* [THE PROBLEM]: Could you quote, exactly as they stand, the lines running from the one with "Ground dark navy" to the final line of the material?

--- START ---

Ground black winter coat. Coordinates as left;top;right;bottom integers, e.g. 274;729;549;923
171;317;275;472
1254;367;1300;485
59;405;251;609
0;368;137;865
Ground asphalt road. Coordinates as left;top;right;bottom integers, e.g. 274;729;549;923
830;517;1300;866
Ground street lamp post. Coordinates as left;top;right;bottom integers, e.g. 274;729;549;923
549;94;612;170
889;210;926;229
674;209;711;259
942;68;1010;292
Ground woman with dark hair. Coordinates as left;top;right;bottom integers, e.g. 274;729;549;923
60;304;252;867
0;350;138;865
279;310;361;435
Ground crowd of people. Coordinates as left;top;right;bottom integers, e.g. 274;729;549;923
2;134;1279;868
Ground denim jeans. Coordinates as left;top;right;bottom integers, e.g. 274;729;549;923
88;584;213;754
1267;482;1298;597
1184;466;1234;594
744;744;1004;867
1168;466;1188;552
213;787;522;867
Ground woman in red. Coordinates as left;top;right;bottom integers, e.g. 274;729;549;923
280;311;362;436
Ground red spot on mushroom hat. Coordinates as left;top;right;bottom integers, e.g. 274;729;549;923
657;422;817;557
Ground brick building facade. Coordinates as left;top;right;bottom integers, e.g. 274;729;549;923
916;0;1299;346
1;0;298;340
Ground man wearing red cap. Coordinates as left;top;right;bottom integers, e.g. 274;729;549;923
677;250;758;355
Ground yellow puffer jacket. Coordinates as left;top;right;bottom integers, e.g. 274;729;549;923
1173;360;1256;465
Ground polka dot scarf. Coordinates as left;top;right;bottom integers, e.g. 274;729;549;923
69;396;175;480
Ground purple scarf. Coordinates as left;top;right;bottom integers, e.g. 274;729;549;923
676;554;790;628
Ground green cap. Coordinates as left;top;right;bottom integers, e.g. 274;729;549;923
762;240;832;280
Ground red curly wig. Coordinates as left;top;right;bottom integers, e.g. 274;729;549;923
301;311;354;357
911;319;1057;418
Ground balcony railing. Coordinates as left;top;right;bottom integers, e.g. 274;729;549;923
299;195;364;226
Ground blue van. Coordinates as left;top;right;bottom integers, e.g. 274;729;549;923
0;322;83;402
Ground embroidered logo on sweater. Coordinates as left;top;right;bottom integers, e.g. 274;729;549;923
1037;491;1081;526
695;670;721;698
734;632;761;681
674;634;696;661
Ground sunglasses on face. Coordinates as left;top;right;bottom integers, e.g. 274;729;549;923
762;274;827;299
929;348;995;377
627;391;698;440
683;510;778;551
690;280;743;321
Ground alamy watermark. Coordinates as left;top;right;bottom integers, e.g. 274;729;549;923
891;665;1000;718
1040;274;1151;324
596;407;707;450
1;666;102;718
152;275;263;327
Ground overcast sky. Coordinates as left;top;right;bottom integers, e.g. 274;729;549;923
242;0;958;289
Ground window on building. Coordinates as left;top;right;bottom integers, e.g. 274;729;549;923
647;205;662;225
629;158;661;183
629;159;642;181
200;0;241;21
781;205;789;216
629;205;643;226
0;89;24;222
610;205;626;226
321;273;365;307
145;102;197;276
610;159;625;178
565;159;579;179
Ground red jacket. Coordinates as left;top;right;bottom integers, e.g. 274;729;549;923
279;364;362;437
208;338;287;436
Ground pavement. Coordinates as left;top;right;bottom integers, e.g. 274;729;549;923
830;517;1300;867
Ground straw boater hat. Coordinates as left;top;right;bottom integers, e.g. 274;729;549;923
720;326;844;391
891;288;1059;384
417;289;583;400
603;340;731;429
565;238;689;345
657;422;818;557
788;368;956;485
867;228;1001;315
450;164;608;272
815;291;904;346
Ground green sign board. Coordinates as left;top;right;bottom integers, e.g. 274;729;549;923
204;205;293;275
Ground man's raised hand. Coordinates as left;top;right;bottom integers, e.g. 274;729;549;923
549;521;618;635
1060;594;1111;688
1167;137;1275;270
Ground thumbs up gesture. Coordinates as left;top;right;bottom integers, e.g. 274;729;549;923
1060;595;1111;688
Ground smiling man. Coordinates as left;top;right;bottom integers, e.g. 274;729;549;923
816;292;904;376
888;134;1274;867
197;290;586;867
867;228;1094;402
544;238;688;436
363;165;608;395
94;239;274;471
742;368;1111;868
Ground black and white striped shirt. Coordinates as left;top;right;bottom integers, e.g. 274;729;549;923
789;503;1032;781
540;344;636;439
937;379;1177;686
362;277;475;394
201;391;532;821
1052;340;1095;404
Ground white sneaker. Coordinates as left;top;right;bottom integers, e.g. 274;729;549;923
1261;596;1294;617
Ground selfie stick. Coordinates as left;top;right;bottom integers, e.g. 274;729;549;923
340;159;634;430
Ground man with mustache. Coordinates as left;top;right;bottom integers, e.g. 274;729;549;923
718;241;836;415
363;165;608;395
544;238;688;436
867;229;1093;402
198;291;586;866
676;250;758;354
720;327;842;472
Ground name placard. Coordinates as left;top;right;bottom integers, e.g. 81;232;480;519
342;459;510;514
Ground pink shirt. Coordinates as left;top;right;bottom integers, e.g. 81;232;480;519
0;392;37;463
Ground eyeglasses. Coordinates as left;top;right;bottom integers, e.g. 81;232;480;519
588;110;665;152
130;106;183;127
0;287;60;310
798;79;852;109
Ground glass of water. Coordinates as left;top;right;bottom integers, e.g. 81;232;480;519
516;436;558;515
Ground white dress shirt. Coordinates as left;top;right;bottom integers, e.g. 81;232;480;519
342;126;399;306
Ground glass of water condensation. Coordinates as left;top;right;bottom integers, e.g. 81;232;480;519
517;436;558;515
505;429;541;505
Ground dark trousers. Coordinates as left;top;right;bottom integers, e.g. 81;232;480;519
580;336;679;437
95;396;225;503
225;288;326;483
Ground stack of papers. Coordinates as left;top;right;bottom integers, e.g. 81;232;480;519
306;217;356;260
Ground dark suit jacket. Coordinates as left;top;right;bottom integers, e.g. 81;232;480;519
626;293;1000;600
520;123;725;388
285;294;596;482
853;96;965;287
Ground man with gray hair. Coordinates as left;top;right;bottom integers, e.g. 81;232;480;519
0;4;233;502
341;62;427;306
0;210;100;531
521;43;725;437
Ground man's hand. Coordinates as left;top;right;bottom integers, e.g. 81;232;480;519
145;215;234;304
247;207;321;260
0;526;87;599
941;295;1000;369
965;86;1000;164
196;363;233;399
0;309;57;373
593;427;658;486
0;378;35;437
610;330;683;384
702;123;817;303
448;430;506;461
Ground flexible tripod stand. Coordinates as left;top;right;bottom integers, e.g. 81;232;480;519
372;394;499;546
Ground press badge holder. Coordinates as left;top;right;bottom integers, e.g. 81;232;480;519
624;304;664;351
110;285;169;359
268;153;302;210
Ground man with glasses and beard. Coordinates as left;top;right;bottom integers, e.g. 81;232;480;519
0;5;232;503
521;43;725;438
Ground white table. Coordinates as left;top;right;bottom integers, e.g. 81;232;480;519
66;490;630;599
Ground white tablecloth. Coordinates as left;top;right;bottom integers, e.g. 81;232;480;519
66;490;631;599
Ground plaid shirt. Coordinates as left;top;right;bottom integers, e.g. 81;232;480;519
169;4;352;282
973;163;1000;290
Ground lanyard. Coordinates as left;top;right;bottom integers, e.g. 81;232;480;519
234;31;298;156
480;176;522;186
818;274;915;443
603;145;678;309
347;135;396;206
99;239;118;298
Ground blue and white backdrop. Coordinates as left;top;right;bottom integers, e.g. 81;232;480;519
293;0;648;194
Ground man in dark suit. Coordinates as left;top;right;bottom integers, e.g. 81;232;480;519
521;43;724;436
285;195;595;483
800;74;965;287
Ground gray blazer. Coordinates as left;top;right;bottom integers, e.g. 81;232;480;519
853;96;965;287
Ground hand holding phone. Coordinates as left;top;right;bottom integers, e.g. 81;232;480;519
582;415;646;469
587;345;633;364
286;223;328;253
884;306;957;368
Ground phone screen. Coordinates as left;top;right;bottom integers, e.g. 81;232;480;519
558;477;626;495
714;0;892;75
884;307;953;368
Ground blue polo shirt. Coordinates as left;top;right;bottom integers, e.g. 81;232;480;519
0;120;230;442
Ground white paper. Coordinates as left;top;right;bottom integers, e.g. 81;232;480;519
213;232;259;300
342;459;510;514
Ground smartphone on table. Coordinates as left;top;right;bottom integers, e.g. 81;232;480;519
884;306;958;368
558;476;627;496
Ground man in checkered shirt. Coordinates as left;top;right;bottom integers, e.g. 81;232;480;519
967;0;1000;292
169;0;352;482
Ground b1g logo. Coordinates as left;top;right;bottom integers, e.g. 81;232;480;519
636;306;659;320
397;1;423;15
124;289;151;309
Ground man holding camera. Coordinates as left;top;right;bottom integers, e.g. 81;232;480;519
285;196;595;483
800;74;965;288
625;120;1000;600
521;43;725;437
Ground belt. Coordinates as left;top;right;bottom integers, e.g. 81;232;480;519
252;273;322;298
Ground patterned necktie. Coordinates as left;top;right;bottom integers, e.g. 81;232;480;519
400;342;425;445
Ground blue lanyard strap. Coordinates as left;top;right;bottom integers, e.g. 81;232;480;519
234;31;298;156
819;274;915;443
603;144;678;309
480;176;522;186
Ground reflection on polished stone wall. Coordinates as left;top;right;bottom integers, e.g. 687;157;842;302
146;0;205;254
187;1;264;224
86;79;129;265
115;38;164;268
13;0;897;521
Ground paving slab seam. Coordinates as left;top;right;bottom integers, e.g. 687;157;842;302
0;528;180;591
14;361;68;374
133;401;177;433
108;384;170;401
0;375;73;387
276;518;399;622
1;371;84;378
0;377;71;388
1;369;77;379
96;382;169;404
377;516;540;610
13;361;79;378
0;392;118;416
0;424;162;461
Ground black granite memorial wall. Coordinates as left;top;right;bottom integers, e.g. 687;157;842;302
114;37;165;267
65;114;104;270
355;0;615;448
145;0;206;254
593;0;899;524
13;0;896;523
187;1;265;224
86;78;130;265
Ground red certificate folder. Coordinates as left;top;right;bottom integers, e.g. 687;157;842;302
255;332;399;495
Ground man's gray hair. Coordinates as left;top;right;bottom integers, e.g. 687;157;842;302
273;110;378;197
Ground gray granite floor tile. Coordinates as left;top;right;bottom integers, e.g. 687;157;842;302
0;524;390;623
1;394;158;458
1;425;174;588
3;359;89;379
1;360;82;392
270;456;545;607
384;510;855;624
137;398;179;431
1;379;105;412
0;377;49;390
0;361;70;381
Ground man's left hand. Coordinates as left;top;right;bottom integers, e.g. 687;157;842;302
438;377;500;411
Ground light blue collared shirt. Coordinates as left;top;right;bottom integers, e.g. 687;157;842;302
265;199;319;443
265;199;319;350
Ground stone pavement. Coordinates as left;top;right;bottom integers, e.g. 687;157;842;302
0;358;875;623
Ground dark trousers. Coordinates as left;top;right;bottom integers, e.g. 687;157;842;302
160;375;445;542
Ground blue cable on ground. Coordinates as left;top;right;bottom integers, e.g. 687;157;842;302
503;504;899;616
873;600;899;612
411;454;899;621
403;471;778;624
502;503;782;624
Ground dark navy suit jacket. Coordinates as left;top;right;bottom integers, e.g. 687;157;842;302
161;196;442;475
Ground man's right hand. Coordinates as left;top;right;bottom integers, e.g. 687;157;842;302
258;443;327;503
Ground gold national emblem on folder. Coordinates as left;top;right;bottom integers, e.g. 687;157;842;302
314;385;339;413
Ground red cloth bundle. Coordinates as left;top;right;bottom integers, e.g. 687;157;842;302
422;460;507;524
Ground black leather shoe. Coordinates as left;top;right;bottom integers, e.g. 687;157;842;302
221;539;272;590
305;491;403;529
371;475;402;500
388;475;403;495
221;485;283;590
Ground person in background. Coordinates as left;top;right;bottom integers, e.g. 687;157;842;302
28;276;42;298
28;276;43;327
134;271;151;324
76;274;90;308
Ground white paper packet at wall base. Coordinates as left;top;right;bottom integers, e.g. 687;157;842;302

--- END ---

* [REPLY TO THE EXERCISE]:
Ground dark navy suit jacket. Coordinates as left;top;right;bottom integers, e.g. 687;157;842;302
161;196;442;475
Ground man's right hand. Coordinates as left;top;right;bottom integers, e.g. 687;157;842;302
258;443;327;503
Ground gold national emblem on folder. Coordinates as left;top;right;bottom integers, e.g. 687;157;842;302
314;385;339;413
Ground red cloth bundle. Coordinates as left;top;right;bottom integers, e.g. 687;157;842;302
422;460;507;524
Ground black leather shoe. Coordinates as left;top;right;bottom integers, e.g. 687;157;842;302
221;539;272;590
305;491;403;529
371;475;402;500
388;475;403;495
221;485;283;590
Ground person in background. Coordinates as left;top;right;bottom integers, e.g. 687;157;842;302
28;276;42;298
28;276;43;327
134;271;151;324
76;274;90;308
Ground white paper packet at wall base. Coordinates as left;top;right;bottom integers, e.g. 687;157;842;302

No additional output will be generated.